[Source records]
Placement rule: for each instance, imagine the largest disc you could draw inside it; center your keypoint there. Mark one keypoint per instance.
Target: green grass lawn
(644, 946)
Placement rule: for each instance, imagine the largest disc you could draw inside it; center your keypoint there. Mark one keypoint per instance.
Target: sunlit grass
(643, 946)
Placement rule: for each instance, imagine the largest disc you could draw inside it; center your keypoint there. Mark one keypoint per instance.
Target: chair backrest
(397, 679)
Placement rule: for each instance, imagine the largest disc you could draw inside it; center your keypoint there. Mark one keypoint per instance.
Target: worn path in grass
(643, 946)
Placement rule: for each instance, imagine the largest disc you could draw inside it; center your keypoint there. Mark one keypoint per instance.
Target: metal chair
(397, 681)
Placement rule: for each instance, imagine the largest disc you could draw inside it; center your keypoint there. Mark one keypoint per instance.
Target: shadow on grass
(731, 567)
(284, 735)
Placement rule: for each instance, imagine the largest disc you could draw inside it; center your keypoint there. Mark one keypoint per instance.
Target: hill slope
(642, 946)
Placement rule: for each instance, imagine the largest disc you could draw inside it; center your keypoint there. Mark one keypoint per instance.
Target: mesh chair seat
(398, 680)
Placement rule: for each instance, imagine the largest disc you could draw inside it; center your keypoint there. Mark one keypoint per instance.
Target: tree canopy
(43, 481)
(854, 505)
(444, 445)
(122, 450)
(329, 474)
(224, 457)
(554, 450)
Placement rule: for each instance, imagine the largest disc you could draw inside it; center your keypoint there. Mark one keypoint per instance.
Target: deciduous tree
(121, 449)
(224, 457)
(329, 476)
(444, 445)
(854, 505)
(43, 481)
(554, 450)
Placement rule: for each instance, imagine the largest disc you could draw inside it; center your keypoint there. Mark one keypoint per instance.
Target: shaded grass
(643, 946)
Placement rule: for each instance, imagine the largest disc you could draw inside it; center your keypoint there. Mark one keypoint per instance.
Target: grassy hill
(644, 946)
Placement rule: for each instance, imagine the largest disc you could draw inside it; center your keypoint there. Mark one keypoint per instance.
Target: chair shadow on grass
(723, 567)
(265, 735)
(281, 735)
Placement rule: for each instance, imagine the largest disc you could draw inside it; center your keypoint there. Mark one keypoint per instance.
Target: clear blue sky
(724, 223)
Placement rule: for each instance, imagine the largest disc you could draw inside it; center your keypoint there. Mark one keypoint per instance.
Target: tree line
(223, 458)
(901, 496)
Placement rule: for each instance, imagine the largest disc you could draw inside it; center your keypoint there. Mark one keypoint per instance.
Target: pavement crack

Exercise task: Report every line of the records that holds the string "shadow", copying each line in full. Case counts.

Exercise response:
Target: shadow on grass
Target: chair shadow on grass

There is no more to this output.